WHAT IS REQUIRED
Every line from the start of the data through the line containing "output: a list" should be retyped exactly; the pictures should not.

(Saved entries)

=== Begin Enclosure ===

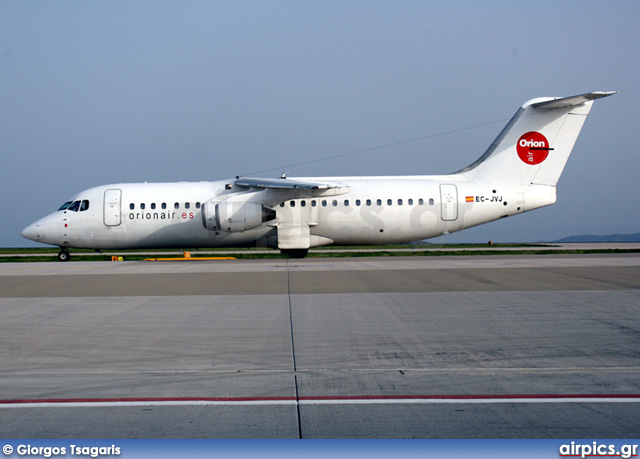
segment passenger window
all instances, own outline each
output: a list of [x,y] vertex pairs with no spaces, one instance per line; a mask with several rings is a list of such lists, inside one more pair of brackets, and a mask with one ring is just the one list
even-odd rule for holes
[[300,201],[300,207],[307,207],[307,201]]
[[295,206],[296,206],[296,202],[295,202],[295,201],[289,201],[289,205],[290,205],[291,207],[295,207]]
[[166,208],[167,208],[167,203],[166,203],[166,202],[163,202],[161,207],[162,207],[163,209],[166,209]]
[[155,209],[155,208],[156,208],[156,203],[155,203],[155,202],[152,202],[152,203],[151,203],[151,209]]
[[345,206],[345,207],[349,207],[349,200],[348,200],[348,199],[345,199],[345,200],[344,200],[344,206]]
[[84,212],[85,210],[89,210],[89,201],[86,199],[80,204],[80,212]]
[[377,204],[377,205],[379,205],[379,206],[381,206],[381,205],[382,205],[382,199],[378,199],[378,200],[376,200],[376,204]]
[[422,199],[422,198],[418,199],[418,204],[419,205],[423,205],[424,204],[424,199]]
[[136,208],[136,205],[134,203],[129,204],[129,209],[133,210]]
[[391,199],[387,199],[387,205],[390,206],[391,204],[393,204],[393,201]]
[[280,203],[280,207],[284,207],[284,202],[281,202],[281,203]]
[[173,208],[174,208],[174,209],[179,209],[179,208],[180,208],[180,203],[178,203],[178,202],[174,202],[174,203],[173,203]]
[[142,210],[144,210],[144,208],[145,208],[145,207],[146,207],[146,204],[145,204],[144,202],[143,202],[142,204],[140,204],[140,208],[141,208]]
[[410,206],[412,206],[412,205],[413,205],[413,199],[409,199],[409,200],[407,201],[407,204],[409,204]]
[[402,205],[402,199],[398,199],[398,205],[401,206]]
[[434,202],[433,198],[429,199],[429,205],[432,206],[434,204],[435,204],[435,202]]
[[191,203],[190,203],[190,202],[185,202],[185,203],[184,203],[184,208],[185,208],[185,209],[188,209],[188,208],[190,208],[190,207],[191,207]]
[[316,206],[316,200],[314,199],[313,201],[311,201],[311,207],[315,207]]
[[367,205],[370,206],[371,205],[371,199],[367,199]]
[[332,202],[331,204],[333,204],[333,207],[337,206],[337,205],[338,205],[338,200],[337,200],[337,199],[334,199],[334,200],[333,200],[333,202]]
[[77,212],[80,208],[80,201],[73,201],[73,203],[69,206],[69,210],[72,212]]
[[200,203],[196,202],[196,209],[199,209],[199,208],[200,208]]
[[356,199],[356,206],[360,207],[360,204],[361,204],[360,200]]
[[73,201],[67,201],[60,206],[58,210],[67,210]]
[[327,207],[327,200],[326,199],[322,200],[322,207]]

=== End Enclosure ===

YOUR SOLUTION
segment passenger window
all instances, own outline each
output: a list of [x,y] vertex pairs with no spaces, one instance per line; a mask with several rings is a list of such lists, inside one more pair of brackets, and a mask with one ring is just the one list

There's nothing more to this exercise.